Given task 1. Using the mailing-list excerpt below, decide whether each statement agrees with it: (a) nss relies on the file in question; (b) Chris Adams has written code that references the file; (c) gnutls uses the file on Fedora. Answer yes or no for each, quoting the deciding words.

start Text

2024-11-17 Thread Adam Williamson
On Sun, 2024-11-17 at 14:14 -0600, Chris Adams wrote:
> Once upon a time, Neal Gompa  said:
> > This file has to remain on the system for a completely different
> > reason: other crypto libraries may and do probably use this file. It
> > is unreasonable to delete what essentially is our certificate store
> > API without going through and fixing *all* crypto libraries and
> > applications that directly load the CA store themselves to work with
> > it upstream.
> 
> Yeah, there's nothing that says "this file is for OpenSSL's internal use
> only".  I know I've written code that references it.  It's /etc/pki/tls,
> not /etc/openssl-private-nobody-else-use; it gives all appearances of
> being a shared file.

On the whole, no, no other major crypto library relies on it that I'm
aware of. nss uses its own stuff. gnutls *can* use the file at that
location, but it's just one in a big list of candidates and it doesn't
actually use it on Fedora. I started poking through references to the
file on github a while ago and didn't yet find any significant ones
that would not be OK somehow (it's usually referenced as part of a big
list of candidates, and some other item on the list would still be
present on Fedora if this location were removed).

end Text
start Records for the exercise

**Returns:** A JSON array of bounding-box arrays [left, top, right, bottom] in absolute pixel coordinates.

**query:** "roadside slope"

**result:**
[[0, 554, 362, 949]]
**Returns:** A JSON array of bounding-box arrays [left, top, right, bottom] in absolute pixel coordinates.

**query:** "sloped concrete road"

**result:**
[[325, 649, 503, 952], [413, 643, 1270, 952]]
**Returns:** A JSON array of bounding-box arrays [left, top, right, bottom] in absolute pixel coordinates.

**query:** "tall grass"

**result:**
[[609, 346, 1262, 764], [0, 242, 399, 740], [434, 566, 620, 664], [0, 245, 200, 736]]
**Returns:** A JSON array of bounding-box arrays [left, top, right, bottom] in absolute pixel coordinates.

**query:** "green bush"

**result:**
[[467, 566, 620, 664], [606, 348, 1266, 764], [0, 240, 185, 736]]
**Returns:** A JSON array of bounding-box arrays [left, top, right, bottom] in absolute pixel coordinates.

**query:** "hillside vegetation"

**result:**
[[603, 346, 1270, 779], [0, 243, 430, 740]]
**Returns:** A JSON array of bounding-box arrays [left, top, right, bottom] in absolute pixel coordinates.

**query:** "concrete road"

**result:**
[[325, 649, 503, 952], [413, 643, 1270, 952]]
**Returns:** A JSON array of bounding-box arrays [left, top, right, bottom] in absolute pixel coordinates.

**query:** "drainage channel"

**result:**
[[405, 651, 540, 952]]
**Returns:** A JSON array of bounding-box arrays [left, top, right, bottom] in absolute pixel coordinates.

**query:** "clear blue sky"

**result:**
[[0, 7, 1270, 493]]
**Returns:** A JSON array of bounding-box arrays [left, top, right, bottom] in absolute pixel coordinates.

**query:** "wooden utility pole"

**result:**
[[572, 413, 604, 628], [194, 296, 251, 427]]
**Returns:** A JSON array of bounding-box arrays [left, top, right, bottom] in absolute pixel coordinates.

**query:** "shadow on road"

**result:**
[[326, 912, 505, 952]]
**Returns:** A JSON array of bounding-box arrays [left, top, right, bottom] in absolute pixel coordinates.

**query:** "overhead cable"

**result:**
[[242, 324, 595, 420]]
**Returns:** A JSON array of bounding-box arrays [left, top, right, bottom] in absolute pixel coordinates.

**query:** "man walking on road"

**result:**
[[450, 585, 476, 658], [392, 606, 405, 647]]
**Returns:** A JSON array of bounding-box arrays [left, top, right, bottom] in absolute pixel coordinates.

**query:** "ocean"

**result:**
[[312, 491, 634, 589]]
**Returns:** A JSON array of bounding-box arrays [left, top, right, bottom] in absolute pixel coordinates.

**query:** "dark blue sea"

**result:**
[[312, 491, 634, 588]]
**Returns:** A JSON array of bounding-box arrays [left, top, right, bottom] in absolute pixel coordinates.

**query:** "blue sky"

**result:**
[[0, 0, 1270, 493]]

end Records for the exercise

Given task 2. Gather every line of the entries above that contains the string "blue".

Exercise output 1.
(a) No: "nss uses its own stuff."
(b) Yes: "I know I've written code that references it."
(c) No: "it doesn't actually use it on Fedora."

Exercise output 2.
**query:** "clear blue sky"
**query:** "dark blue sea"
**query:** "blue sky"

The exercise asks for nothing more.